═══ EXTRACT PROVIDED ═══
Calculated on my server with 100Mbit/s
* ~26 000 releases on MSDN
* Zip with all information is about 60MiB in size
* It takes ~7½ hour to run through the script
* ~7 hours are spent networking with Curl
* 1½ hour is spent on just establishing the connections to Microsoft (included in the ~7 hours)
* ~25 minutes are spent doing other stuff than networking
* It takes about a second for every release (~26000 releases in ~27000 seconds)
═══
WORK INSTRUCTIONS:
a. According to the MSDN release statistics, how large is the zip file containing all the information?
b. Copy out the MSDN release statistics word for word, starting at "Calculated on my" and ending at "in ~27000 seconds)".
The records below come from a different source.
═══ ENTRIES SHOWN ═══
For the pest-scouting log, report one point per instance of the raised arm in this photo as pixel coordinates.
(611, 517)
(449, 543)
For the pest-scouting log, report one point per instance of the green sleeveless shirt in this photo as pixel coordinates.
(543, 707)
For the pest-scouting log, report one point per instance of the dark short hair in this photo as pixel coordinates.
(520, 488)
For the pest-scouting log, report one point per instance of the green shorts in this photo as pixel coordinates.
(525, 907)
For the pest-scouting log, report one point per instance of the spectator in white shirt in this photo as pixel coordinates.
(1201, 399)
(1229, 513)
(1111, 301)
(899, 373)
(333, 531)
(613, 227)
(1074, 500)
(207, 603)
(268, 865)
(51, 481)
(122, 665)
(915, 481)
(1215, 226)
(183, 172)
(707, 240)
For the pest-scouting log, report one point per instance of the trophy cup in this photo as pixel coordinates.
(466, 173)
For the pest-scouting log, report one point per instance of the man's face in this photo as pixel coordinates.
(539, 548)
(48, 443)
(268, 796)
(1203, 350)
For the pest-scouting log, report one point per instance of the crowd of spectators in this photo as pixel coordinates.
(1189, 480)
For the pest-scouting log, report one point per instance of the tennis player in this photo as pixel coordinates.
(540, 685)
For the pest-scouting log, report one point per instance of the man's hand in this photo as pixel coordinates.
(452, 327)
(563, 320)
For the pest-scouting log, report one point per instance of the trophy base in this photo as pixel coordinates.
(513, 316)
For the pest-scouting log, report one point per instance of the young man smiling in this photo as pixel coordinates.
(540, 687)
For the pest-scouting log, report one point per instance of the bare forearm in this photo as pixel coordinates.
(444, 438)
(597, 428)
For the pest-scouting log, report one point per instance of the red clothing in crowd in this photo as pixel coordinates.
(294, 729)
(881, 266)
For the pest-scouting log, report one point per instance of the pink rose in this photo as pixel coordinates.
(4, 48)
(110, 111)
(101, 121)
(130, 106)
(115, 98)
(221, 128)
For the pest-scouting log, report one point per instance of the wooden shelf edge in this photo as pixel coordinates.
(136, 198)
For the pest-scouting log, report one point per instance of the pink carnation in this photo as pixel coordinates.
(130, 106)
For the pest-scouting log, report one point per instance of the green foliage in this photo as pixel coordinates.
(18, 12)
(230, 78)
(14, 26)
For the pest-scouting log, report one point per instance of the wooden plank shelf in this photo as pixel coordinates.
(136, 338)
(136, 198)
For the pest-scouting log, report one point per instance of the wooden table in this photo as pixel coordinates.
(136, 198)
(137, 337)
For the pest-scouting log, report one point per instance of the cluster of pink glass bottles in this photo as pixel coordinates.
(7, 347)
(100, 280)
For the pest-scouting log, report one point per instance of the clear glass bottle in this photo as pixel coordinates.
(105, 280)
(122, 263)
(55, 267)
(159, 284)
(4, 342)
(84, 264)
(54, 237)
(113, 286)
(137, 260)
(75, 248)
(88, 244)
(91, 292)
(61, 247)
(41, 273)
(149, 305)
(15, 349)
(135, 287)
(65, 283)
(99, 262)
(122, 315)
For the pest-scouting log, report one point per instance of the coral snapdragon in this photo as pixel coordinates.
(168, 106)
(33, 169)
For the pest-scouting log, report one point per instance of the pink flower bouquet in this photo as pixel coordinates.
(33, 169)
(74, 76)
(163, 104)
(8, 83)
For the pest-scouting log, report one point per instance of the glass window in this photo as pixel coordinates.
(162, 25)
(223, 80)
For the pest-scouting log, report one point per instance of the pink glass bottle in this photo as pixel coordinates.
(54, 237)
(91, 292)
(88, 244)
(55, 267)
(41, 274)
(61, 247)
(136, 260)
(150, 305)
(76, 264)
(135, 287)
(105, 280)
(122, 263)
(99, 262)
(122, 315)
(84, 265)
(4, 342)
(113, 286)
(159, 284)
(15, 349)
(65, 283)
═══
THE REPLIES:
a. About 60 MiB.

b.
Calculated on my server with 100Mbit/s
* ~26 000 releases on MSDN
* Zip with all information is about 60MiB in size
* It takes ~7½ hour to run through the script
* ~7 hours are spent networking with Curl
* 1½ hour is spent on just establishing the connections to Microsoft (included in the ~7 hours)
* ~25 minutes are spent doing other stuff than networking
* It takes about a second for every release (~26000 releases in ~27000 seconds)